§ SELECTED EXTRACT:
+ + + + +

Tuesday, June 20, 2017

PHONY GOP MODERATES GET THE BENEFIT OF THE DOUBT MORE THAN REAL DEMOCRATIC MODERATES

We're being told that moderate Republicans are wary of the Senate health care bill:
A key moderate Senate Republican says she's uncomfortable with the emerging Senate health care plan, which is likely to cap Medicaid spending and shift it to a lower growth rate in 2025. "I think that's a problem. I think that sort of defeats the purpose of keeping people on, and at a level at which the program can be sustained," Sen. Shelley Moore Capito told me this morning. "I don't look favorably on it, that's for sure."

... If Republicans lose the votes of moderates like Capito, it's hard to see how the bill can pass.
Josh Marshall is not buying it:
... the Iron Law of Republican Politics is that the GOP moderates always cave. But the cave is never without a stage managed drama. And that appears to be the part of the story we’re now entering.

Axios just reported that Sen. Shelley Moore Capito is expressing concern over Medicaid cuts in the Senate Trumpcare bill....

Please.

... It is not only that the ‘GOP moderates always cave.’ It is that we are asked to (and almost always do) indulge this fainting couch routine or a furious bout of chin stroking that comes as a prelude to the cave.

+ + + + +

§ SOURCE MATERIAL:
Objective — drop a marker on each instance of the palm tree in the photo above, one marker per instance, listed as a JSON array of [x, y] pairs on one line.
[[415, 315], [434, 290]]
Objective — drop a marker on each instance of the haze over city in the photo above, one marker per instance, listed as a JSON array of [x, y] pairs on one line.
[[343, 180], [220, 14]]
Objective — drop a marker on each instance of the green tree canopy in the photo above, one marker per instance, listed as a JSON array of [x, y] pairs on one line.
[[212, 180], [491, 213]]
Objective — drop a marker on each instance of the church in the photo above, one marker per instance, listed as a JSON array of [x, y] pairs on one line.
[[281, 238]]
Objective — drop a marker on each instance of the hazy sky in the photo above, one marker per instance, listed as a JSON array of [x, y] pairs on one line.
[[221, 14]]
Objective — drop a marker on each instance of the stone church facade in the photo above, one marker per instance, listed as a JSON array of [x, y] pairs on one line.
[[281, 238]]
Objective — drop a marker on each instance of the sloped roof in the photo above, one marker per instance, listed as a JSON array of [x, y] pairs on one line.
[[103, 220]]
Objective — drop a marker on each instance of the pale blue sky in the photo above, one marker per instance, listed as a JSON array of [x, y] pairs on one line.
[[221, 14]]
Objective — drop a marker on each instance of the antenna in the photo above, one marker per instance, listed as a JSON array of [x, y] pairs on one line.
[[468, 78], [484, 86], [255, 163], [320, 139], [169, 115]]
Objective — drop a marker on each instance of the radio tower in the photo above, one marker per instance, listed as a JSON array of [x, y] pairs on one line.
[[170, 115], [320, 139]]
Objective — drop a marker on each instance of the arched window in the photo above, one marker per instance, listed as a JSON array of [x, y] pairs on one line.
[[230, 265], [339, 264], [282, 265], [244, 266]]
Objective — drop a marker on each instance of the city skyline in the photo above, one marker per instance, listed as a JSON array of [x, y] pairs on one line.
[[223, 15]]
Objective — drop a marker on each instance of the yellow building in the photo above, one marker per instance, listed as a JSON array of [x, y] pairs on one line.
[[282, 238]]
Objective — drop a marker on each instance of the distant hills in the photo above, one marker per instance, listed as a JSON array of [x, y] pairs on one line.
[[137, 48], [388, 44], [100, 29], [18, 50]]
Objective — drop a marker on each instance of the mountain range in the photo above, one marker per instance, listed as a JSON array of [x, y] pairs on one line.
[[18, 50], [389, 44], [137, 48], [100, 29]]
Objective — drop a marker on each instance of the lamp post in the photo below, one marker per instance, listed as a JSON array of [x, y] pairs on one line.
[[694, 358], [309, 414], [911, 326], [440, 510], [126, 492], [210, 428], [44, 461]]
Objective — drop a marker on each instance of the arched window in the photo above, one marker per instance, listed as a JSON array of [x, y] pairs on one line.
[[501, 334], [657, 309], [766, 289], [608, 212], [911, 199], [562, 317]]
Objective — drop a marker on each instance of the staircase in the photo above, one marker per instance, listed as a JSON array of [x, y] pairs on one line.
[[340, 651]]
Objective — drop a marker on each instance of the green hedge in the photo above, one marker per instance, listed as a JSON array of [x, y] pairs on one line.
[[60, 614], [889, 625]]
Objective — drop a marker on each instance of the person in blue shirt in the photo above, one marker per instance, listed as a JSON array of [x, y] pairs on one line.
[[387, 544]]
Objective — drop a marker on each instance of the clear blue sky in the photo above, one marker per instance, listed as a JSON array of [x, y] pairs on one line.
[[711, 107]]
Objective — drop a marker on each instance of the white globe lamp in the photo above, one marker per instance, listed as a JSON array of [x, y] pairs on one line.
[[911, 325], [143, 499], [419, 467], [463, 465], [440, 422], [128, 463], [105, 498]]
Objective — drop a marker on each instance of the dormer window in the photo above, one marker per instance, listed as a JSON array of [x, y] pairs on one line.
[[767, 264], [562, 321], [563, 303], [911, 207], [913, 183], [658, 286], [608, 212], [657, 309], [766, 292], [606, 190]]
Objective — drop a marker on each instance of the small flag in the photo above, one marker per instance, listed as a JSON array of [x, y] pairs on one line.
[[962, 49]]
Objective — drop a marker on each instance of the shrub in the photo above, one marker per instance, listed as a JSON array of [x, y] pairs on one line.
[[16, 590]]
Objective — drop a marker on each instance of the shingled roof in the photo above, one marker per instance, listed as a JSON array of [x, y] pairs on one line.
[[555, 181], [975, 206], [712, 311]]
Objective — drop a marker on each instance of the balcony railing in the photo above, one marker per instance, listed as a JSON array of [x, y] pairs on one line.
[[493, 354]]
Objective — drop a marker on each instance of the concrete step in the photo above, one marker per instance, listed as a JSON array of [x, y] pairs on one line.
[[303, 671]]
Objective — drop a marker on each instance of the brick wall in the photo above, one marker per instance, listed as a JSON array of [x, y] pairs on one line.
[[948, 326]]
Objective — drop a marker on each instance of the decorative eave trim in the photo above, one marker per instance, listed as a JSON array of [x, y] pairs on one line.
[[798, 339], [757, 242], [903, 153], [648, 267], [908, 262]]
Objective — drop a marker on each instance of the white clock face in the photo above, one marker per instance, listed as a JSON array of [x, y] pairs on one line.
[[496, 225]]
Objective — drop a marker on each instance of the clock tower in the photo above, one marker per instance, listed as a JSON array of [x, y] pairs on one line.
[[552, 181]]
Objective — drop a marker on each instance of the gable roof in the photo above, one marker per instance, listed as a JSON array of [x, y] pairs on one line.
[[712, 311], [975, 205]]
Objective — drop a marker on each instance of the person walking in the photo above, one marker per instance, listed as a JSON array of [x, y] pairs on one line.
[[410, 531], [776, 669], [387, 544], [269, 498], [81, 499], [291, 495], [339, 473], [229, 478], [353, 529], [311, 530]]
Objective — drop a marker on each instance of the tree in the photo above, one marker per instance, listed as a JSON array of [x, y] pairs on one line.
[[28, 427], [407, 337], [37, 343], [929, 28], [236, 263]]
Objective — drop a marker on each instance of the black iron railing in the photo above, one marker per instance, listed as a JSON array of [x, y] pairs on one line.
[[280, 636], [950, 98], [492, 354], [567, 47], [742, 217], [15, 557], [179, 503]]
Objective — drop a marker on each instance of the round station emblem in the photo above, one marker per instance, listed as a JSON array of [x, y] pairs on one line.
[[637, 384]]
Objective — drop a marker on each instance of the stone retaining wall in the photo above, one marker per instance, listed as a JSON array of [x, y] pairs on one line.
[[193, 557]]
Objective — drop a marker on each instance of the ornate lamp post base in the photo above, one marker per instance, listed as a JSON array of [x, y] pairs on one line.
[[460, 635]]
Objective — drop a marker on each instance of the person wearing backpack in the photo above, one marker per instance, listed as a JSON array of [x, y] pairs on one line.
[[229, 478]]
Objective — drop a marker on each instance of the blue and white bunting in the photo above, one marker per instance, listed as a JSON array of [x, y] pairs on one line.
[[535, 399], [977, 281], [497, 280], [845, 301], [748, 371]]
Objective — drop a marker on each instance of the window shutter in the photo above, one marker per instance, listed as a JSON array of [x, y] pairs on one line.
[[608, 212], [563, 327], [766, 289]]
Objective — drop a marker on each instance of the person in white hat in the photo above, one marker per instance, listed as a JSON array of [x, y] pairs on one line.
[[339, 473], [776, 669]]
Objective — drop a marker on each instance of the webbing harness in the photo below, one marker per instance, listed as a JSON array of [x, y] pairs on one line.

+ + + + +

§ THINGS TO DO:
1: Reproduce verbatim everything in the post on Republican moderates from "We're being told" down to "we’re now entering.".
2: Extend the post on Republican moderates and the Senate health care bill, picking up after its final sentence.

§ ANSWERS TO THIS EXERCISE:
1:
We're being told that moderate Republicans are wary of the Senate health care bill:
A key moderate Senate Republican says she's uncomfortable with the emerging Senate health care plan, which is likely to cap Medicaid spending and shift it to a lower growth rate in 2025. "I think that's a problem. I think that sort of defeats the purpose of keeping people on, and at a level at which the program can be sustained," Sen. Shelley Moore Capito told me this morning. "I don't look favorably on it, that's for sure."

... If Republicans lose the votes of moderates like Capito, it's hard to see how the bill can pass.
Josh Marshall is not buying it:
... the Iron Law of Republican Politics is that the GOP moderates always cave. But the cave is never without a stage managed drama. And that appears to be the part of the story we’re now entering.

2:
... This isn’t negotiating or putting a foot down. It’s play acting.... on the off chance Sen Capito is serious, she should do something to make that clear. Otherwise, it’s just a yarn, just more nonsense to hide the ball and pave the way for the preordained outcome.
Greg Sargent wrote something similar last week:
Republican senators are now making a great show of expressing their disapproval with the scandalously opaque and secretive process that the GOP Senate leadership is employing in the quest to repeal and replace the Affordable Care Act....

But it’s very likely that all of this will end up amounting to just another ruse....

If a handful of GOP senators said they can’t vote for the bill under these conditions, McConnell might have to relent, because he can afford to lose only a few.

In fairness, that is a lot to expect from a GOP senator. But there is something else any individual GOP senator — or a small group of them — could do to try to improve the process: They could go to McConnell and privately say that a slower and more transparent process is actually very important to them.

... until we learn otherwise, we should assume that the only thing individual senators are accomplishing with their complaints is getting good quotes for themselves in the media without creating any meaningful discomfort for GOP leaders that might induce them to change any of this.
And yet when all this is over and the president signs the McConnellcare bill into law after it's rubber-stamped by the House, the phony Republican moderates who always cave will continue to be regarded as moderates. The press will still call them that. They'll accept the label and run future races with that reputation intact.

By contrast, when Democrats operate from a left-centrist point of view, they're still baited by the GOP as if they're the love children of Karl Marx and Rosa Luxembourg. That how New Democrat Bill Clinton was described throughout his presidency. No attempts at moderation or compromise ever changed that portrait of Clinton, and compromise fan Barack Obama was treated similarly. And now this is happening to Jon Ossoff in his congressional race against Karen Handel.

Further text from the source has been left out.